» **DATA**:
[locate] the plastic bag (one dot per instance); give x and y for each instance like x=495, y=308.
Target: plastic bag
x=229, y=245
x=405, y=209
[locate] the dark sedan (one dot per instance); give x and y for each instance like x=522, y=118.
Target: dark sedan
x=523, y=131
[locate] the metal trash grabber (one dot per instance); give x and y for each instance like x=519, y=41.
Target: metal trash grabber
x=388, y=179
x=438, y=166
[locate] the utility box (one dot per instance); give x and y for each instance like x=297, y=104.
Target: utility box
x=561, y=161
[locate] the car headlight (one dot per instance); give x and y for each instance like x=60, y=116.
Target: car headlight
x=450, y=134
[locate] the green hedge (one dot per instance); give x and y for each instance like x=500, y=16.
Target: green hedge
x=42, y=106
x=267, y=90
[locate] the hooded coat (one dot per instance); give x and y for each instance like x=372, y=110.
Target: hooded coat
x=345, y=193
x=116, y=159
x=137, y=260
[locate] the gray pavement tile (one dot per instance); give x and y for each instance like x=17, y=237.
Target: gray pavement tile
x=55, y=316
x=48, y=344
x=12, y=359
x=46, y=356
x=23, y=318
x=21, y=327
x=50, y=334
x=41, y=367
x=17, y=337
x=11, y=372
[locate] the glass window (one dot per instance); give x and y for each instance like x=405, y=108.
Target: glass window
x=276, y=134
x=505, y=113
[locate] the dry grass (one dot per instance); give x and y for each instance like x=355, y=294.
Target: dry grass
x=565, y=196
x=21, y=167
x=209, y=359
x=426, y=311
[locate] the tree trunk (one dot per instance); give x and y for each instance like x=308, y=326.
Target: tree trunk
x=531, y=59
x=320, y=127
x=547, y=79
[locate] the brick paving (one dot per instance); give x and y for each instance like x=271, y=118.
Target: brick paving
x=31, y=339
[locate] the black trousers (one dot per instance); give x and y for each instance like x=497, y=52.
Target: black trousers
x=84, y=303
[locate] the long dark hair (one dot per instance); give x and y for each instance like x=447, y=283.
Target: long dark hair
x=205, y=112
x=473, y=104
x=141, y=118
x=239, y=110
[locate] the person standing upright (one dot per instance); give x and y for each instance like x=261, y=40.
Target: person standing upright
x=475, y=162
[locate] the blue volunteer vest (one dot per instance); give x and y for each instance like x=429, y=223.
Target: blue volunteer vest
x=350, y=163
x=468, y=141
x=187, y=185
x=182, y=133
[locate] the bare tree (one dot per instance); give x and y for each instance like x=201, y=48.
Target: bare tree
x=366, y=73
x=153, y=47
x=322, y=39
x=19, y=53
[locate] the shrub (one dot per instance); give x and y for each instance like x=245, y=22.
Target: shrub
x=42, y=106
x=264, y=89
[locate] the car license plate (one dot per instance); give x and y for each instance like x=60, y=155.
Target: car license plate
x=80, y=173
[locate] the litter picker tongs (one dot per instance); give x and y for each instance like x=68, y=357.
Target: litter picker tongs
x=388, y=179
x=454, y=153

» **TASK DETAILS**:
Render the lines of the items above as a JSON list of strings, one string per line with blank lines omitted, starting from the very first line and continuing through the line that contains "x=450, y=134".

» **CORRECT RESPONSE**:
[
  "[locate] the plastic bag (one dot per instance); give x and y for each instance like x=495, y=308.",
  "Target: plastic bag",
  "x=229, y=245",
  "x=405, y=209",
  "[locate] the dark sedan (one dot per instance); give x and y for each instance like x=522, y=118.",
  "Target: dark sedan",
  "x=523, y=131",
  "[locate] the metal trash grabber (one dot per instance); give x and y for each instance like x=519, y=41.",
  "Target: metal trash grabber",
  "x=388, y=179",
  "x=438, y=166",
  "[locate] the utility box (one dot per instance); give x and y for each instance like x=297, y=104.",
  "Target: utility box",
  "x=561, y=161",
  "[locate] the car headlight (one dot per instance); give x and y for each instance like x=60, y=116.",
  "Target: car headlight",
  "x=450, y=134"
]